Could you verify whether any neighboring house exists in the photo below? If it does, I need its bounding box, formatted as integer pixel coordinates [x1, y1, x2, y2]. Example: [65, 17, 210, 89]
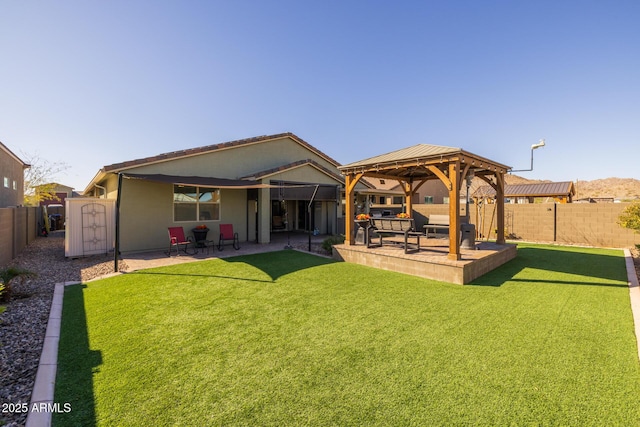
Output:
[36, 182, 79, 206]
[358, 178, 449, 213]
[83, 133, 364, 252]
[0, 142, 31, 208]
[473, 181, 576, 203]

··········

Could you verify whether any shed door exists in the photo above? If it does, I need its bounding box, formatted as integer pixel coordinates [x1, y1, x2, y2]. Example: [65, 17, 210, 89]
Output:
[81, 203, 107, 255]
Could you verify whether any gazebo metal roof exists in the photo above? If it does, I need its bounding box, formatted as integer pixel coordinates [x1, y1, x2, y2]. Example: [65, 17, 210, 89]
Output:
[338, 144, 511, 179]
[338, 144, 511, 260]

··········

## [Exercise task]
Write out, word for word, the lines of the records above, beginning with the line that contains "Could you verify whether any neighboring" and ending with the line that contains "[473, 181, 576, 203]", both of those lines included. Leave out the pictures.

## [Result of this task]
Could you verify whether any neighboring house exists in the photo below? If it does, I need its bounding box, formatted as integer pixel coordinates [x1, y1, x2, y2]. Example: [65, 17, 210, 89]
Output:
[36, 182, 79, 206]
[358, 178, 449, 213]
[83, 133, 364, 252]
[0, 142, 31, 208]
[473, 181, 576, 203]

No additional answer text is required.